(Location annotation dataset excerpts)
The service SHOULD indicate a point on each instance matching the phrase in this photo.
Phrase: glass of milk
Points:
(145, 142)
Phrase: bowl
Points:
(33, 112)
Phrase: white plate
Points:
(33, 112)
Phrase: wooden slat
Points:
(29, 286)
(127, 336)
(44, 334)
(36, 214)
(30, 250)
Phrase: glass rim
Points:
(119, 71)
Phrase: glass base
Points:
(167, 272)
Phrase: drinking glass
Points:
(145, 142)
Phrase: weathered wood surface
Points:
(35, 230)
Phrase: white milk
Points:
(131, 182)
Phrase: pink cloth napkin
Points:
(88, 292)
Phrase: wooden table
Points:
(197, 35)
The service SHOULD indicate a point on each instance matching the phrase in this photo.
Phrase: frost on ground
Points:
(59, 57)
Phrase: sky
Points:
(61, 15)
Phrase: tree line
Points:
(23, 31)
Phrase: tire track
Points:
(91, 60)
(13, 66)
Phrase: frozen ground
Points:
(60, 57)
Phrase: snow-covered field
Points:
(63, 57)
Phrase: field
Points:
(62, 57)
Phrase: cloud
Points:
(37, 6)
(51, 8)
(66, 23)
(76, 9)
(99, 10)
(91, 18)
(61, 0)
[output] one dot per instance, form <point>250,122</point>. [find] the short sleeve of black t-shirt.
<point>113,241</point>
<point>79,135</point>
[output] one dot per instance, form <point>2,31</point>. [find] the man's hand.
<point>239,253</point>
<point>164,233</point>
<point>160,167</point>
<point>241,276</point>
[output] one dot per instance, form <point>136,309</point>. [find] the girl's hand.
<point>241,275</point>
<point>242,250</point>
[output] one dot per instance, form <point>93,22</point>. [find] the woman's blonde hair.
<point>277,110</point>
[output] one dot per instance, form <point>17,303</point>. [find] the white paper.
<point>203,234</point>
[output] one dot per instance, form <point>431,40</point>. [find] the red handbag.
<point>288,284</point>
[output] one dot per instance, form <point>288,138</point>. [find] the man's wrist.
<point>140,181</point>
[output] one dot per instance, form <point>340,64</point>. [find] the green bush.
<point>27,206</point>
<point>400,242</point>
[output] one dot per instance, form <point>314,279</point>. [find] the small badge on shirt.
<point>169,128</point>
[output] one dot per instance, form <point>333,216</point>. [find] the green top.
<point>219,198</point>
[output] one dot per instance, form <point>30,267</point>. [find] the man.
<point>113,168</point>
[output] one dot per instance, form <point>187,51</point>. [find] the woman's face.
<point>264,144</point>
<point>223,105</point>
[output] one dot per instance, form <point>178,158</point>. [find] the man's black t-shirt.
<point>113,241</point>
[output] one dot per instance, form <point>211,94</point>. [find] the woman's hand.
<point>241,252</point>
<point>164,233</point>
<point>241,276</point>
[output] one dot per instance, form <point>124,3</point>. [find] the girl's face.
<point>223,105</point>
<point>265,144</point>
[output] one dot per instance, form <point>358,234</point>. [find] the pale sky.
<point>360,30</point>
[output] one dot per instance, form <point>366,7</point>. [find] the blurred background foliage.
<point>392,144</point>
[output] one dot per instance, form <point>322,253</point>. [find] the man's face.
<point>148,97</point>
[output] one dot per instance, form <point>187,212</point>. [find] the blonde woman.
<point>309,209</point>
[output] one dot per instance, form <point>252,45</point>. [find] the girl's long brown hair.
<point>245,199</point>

Work to do:
Write out the lines of the items above without any changes, starting with the line containing "Phrase: field" and continuing through the line containing "<point>242,250</point>".

Answer to the problem:
Phrase: field
Points:
(62, 57)
Phrase: cloud
Points:
(37, 6)
(51, 8)
(66, 23)
(76, 9)
(99, 10)
(91, 18)
(61, 0)
[output] one dot per instance, form <point>250,122</point>. [find] the short sleeve of black t-shirt.
<point>113,241</point>
<point>79,135</point>
[output] one dot per instance, form <point>2,31</point>. [find] the man's hand.
<point>239,253</point>
<point>164,233</point>
<point>160,167</point>
<point>241,276</point>
[output] one dot per instance, form <point>136,309</point>. [find] the girl's hand.
<point>241,275</point>
<point>242,250</point>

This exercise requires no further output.